▶ **SET PROBLEM**
Take the line containing "Could you point out the range" and all lines after it to the end of the records, and output them exactly.

----

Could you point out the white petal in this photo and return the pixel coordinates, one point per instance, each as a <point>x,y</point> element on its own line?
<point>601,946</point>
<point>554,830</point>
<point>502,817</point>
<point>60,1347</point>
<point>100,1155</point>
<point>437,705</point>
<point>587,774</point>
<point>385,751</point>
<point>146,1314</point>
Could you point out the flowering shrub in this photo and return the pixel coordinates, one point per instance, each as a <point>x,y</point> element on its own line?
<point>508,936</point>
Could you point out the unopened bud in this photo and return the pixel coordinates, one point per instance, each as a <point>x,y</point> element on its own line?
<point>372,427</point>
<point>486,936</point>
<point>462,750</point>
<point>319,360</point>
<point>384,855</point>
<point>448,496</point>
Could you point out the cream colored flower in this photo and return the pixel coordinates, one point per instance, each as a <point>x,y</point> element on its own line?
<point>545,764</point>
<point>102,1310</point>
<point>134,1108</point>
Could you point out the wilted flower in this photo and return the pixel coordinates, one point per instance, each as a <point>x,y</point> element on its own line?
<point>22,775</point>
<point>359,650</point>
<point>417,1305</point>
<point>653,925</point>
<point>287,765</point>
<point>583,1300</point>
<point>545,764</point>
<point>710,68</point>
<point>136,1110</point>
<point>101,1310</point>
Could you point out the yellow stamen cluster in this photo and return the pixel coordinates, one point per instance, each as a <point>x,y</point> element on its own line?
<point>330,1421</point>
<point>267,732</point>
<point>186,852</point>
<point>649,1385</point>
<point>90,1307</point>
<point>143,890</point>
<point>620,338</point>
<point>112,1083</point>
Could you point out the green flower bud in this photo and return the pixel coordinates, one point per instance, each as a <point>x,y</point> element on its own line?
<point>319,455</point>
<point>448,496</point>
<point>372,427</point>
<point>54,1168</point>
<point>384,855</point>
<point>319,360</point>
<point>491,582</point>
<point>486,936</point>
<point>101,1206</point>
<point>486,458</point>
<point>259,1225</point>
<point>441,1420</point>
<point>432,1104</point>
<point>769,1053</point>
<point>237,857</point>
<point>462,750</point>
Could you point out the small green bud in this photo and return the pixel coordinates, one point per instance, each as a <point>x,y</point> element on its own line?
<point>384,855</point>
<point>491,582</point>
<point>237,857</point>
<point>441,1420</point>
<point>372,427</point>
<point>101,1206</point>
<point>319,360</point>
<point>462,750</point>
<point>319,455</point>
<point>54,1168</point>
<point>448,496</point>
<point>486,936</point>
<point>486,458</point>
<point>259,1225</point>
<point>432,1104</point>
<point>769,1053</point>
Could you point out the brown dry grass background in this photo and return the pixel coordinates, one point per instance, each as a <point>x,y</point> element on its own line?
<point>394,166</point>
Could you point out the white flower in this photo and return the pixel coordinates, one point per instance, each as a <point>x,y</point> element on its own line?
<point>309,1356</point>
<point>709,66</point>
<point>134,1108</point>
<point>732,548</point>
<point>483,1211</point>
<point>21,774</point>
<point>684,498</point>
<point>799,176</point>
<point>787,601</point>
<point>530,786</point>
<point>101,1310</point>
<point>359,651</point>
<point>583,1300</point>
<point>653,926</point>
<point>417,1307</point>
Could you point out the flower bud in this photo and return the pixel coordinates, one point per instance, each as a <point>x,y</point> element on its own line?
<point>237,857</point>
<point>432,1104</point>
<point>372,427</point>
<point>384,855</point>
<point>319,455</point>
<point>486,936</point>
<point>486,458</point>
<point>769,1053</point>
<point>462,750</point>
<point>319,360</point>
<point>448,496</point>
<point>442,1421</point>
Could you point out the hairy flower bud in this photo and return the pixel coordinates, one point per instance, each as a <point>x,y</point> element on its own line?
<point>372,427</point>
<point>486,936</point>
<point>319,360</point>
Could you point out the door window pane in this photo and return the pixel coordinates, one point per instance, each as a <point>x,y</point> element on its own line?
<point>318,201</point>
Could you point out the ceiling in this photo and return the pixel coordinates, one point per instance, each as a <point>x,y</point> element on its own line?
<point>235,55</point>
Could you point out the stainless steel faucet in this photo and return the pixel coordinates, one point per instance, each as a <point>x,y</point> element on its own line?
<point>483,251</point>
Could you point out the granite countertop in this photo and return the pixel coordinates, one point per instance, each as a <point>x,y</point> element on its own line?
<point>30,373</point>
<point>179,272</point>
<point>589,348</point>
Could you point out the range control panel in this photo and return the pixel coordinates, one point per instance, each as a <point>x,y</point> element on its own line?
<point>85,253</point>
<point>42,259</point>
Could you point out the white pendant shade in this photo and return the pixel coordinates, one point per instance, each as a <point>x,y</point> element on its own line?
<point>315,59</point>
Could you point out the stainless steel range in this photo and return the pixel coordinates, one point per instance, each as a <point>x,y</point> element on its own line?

----

▶ **FINAL RESULT**
Could you point out the range control panel in this photo and return the pixel coordinates, one point per instance, each as a <point>x,y</point> element on its own line?
<point>85,253</point>
<point>42,259</point>
Could you point out the white pendant shade in this photo and return the pixel coordinates, one point per instance, each as a <point>x,y</point> element on its own line?
<point>315,59</point>
Could you point out the stainless steel range in this photo and return the pixel coordinates, one point per instance, each as a <point>x,y</point> element on its own line?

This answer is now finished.